Een filosofisch leven
Zeg je Simone de Beauvoir dan zeg je Sartre. Of toch niet? De Beauvoir stond altijd in Sartres schaduw en werd vaak eerder beoordeeld als vrouw dan als filosoof. Kate Kirkpatrick werpt met haar biografie een nieuw licht op een van de belangrijkste denkers van de twintigste eeuw.
Simone de Beauvoir werd bij het grote publiek vooral bekend als feminist na de uitgave van haar omvangrijke werk Le Deuxième Sexe (1949). Ze was in één klap geliefd én gehaat. De kerk plaatste het boek op de index van verboden boeken en in de Amerikaanse vertaling werden stukken weggelaten omdat de mensen er nog niet klaar voor zouden zijn. De ongelijkheid waarover zij schrijft, tussen man en vrouw, maar ook die tussen zwart en wit in Amerika, was nog niet eerder aan de kaak gesteld. Het boek wordt gezien als de spirituele moeder van de tweede feministische golf.
Dankzij de eerste feministische golf was het voor Simone de Beauvoir mogelijk om überhaupt als vrouw te studeren (als ze vijf jaar ouder was geweest had dat niet gekund) en te stemmen. Op eenentwintigjarige leeftijd behaalde ze als jongste student óóit het agrégation-examen. De Beauvoir heeft sinds het moment dat ze ging studeren tot aan haar dood onophoudelijk geschreven – en een groot deel van die tijd ook lesgegeven. Essays, romans, artikelen, interviews en tal van voorwoorden bij en kritieken op andere filosofische boeken. Ze stond samen met Sartre aan de wieg van het tijdschrift Les Temps Modernes dat nog tot 2019 heeft bestaan.

> **AANGELEVERDE GEGEVENS**:
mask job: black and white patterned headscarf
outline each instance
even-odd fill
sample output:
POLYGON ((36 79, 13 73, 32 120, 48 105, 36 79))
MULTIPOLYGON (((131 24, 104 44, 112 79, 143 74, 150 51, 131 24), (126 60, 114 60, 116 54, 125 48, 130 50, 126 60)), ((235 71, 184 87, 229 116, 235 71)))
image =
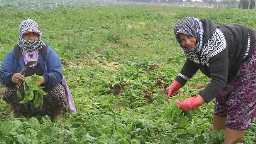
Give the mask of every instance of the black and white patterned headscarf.
POLYGON ((41 40, 42 33, 36 22, 33 19, 29 19, 22 21, 19 26, 19 38, 18 44, 21 49, 27 52, 31 52, 42 48, 45 44, 41 40), (38 41, 28 40, 23 39, 23 34, 28 31, 35 32, 38 33, 38 41))
POLYGON ((202 24, 198 19, 193 17, 187 17, 180 21, 174 27, 174 34, 180 47, 182 48, 187 57, 193 53, 200 53, 202 48, 204 29, 202 24), (195 49, 191 51, 182 44, 178 38, 179 34, 192 36, 196 40, 195 49))

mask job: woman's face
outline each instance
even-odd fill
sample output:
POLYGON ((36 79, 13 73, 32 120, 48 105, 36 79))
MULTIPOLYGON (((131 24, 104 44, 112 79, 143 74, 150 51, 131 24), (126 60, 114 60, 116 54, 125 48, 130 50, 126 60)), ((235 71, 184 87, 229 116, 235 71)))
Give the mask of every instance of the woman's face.
POLYGON ((38 34, 33 32, 24 34, 23 38, 28 40, 37 41, 38 40, 38 34))
POLYGON ((191 51, 195 49, 196 42, 196 40, 195 37, 183 34, 179 34, 178 38, 183 46, 188 48, 191 51))

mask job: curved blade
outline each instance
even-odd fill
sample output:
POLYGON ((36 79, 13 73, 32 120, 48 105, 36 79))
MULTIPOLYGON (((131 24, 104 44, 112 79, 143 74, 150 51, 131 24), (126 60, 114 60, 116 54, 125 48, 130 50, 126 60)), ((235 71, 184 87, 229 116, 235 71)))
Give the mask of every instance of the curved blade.
POLYGON ((38 63, 39 62, 38 61, 30 61, 29 62, 27 63, 27 64, 25 65, 25 67, 26 67, 27 68, 27 67, 29 67, 31 65, 35 64, 38 63))
POLYGON ((30 61, 29 62, 28 62, 27 63, 27 64, 25 65, 25 66, 24 66, 24 68, 23 68, 23 69, 21 70, 21 71, 20 73, 20 74, 21 74, 22 75, 23 75, 24 74, 24 73, 26 71, 26 70, 27 70, 27 68, 29 67, 29 66, 30 66, 31 65, 36 64, 36 63, 38 63, 39 62, 39 61, 30 61))

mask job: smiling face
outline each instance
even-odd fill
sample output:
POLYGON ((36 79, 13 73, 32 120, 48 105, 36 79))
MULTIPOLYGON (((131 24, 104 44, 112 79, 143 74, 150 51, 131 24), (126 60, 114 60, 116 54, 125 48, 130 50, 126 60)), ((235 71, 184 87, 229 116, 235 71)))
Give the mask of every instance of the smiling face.
POLYGON ((195 49, 196 42, 195 38, 183 34, 179 34, 178 38, 183 46, 191 51, 195 49))
POLYGON ((37 41, 38 40, 38 34, 33 32, 26 33, 23 34, 23 38, 28 40, 37 41))

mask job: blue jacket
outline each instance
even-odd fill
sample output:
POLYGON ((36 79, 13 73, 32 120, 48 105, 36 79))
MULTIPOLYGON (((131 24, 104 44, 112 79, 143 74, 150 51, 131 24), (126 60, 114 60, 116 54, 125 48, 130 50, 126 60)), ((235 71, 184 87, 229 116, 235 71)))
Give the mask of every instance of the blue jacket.
MULTIPOLYGON (((14 51, 13 49, 8 52, 1 64, 0 82, 6 87, 14 85, 12 78, 15 73, 20 73, 24 67, 22 54, 18 61, 14 57, 14 51)), ((44 86, 46 88, 52 87, 60 83, 62 80, 62 67, 58 55, 49 46, 47 47, 46 53, 45 60, 44 61, 43 56, 39 53, 39 64, 43 71, 43 77, 45 79, 45 83, 42 86, 44 86)))

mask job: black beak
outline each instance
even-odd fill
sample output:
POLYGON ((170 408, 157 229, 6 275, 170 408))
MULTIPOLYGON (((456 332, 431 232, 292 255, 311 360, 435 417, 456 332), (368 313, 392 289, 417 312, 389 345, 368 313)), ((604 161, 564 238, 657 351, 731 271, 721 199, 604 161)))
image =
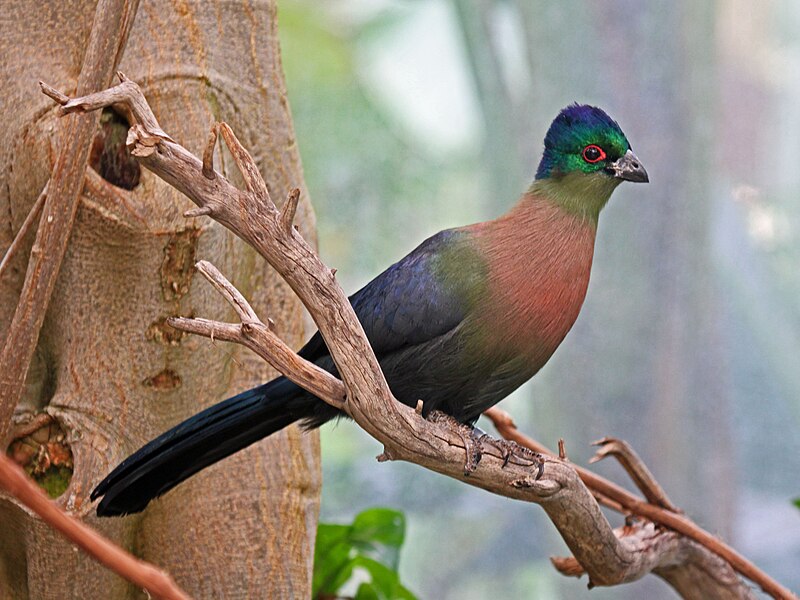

> **GESTELDE OPDRACHT 1**:
Geef uit de tekst over Simone de Beauvoir letterlijk het deel weer dat begint bij de woorden "Een filosofisch leven" en eindigt na "tweede feministische golf.".
> **GESTELDE OPDRACHT 2**:
Op welke leeftijd behaalde Simone de Beauvoir volgens de tekst over Simone de Beauvoir het agrégation-examen?
> **GESTELDE OPDRACHT 3**:
Schrijf de tekst over Simone de Beauvoir verder, aansluitend op de laatste zin.

> **RESULTAAT OPDRACHT 1**:
Een filosofisch leven
Zeg je Simone de Beauvoir dan zeg je Sartre. Of toch niet? De Beauvoir stond altijd in Sartres schaduw en werd vaak eerder beoordeeld als vrouw dan als filosoof. Kate Kirkpatrick werpt met haar biografie een nieuw licht op een van de belangrijkste denkers van de twintigste eeuw.
Simone de Beauvoir werd bij het grote publiek vooral bekend als feminist na de uitgave van haar omvangrijke werk Le Deuxième Sexe (1949). Ze was in één klap geliefd én gehaat. De kerk plaatste het boek op de index van verboden boeken en in de Amerikaanse vertaling werden stukken weggelaten omdat de mensen er nog niet klaar voor zouden zijn. De ongelijkheid waarover zij schrijft, tussen man en vrouw, maar ook die tussen zwart en wit in Amerika, was nog niet eerder aan de kaak gesteld. Het boek wordt gezien als de spirituele moeder van de tweede feministische golf.

> **RESULTAAT OPDRACHT 2**:
Op eenentwintigjarige leeftijd.

> **RESULTAAT OPDRACHT 3**:
De onvergelijkbare vriend van mijn denken
Toch wordt – en werd ook in háár tijd – De Beauvoir vooral gezien als ‘de vriendin van Jean-Paul Sartre, de grote filosoof’. Vanaf hun studietijd zijn Sarte en De Beauvoir samen geweest, op een manier die voor sommigen als inspiratie dient en voor anderen geldt als afschrikwekkend. Ze spraken af samen door het leven te gaan, in volledige eerlijkheid, maar zonder elkaars vrijheid te ontnemen. Geheel in lijn met hun beider filosofieën. Zowel Sartre als De Beauvoir hadden verschillende liefdesrelaties met anderen en na enige tijd ook geen seksuele relatie meer met elkaar, maar hun intellectuele band en diepe vriendschap bleef tot het eind van hun levens bestaan. De Beauvoir noemde Sartre de ‘onvergelijkelijke vriend van mijn denken’. Er is geen boek of artikel van Sartre uitgegeven voordat dit volledig door De Beauvoir was geredigeerd en voordat ze er samen talloze gesprekken over hadden gevoerd. In een interview noemt Sartre de rol van De Beauvoir in zijn leven ‘essentieel en uniek’. Toch werd De Beauvoir verguisd om haar andere liefdesrelaties en Sartre niet. Deze biografie laat op pijnlijke wijze zien op welke manier De Beauvoirs ‘vrouw-zijn’ een belangrijke rol speelt in de waardering van haar werk én persoon.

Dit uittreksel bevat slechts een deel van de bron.